**Aim of the task:** Transcribe the records below exactly as they appear.

## Start Exercise inputs

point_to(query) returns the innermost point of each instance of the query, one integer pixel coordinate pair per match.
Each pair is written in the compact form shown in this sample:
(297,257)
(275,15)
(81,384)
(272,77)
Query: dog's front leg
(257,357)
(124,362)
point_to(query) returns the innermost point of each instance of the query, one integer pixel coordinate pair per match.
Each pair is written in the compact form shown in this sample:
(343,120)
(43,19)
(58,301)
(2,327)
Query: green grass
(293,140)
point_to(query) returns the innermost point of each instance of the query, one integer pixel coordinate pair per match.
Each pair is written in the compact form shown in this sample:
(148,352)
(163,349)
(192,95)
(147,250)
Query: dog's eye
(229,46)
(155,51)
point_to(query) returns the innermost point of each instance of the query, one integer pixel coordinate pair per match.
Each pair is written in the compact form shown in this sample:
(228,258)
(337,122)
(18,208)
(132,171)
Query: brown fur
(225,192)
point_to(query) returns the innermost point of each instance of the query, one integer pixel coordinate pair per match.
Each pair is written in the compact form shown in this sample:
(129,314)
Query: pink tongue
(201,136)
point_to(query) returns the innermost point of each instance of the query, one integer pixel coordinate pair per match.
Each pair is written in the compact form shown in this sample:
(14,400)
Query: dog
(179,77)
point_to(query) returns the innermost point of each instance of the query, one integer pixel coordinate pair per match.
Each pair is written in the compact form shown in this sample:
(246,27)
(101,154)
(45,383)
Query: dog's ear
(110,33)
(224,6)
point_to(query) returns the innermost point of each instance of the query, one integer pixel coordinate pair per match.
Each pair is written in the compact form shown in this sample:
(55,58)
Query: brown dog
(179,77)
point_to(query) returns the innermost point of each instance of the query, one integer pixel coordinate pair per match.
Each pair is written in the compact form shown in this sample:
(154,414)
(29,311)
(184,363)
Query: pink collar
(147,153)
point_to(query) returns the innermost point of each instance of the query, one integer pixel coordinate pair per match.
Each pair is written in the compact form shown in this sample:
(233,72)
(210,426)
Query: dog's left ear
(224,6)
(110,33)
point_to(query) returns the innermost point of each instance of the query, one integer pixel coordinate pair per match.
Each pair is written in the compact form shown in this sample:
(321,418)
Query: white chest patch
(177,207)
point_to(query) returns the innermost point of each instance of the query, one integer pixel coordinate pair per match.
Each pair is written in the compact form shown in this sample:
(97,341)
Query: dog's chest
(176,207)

## End Exercise inputs

**Task result:**
point_to(query) returns the innermost point of each instance of the query, one integer pixel coordinate pair per match.
Each pair is written in the compact form shown in this sample:
(297,257)
(275,15)
(81,384)
(272,77)
Query: dog's front leg
(257,357)
(124,362)
point_to(query) returns the innermost point of each instance of the query, one integer pixel coordinate pair per match.
Each pair is written in the compact form shown in this sample:
(343,120)
(43,19)
(58,301)
(2,327)
Query: green grass
(293,140)
point_to(query) returns the innermost point of each instance of the query, one integer pixel coordinate pair per match.
Each pair is written in the compact form shown in this sample:
(148,352)
(163,349)
(192,95)
(147,250)
Query: dog's eye
(229,46)
(155,51)
point_to(query) returns the innermost point of each instance of the query, one integer pixel coordinate pair per match.
Each pair is written in the compact form shown in this sample:
(228,258)
(337,122)
(18,208)
(132,171)
Query: brown fur
(225,192)
point_to(query) returns the innermost point of each instance of the query, one integer pixel coordinate pair per match.
Each pair is written in the compact form shown in this sample:
(129,314)
Query: pink tongue
(201,136)
point_to(query) returns the innermost point of each instance of the query, one integer pixel coordinate pair per match.
Each pair is written in the compact form shown in this sample:
(14,400)
Query: dog
(179,77)
point_to(query) returns the innermost point of each instance of the query, one integer pixel coordinate pair per match.
Each pair is written in the compact form shown in this sample:
(246,27)
(101,154)
(45,383)
Query: dog's ear
(110,33)
(224,6)
point_to(query) returns the innermost point of each instance of the query, one integer pixel coordinate pair per match.
Each pair is written in the compact form shown in this sample:
(55,58)
Query: brown dog
(179,77)
point_to(query) returns the innermost point of each instance of the query, one integer pixel coordinate pair per match.
Each pair is written in the compact form shown in this sample:
(154,414)
(29,311)
(184,363)
Query: pink collar
(147,153)
point_to(query) returns the innermost point of each instance of the query, one integer pixel coordinate pair per match.
Each pair is written in the compact form shown in this sample:
(233,72)
(210,426)
Query: dog's left ear
(224,6)
(110,33)
point_to(query) returns the innermost point of each instance of the query, one integer pixel coordinate pair per match.
Each pair is written in the compact form shown in this sample:
(321,418)
Query: white chest patch
(177,207)
point_to(query) returns the innermost point of each instance of the query, one integer pixel coordinate pair per match.
Each pair is written in the compact form shown in this sample:
(97,341)
Query: dog's chest
(176,207)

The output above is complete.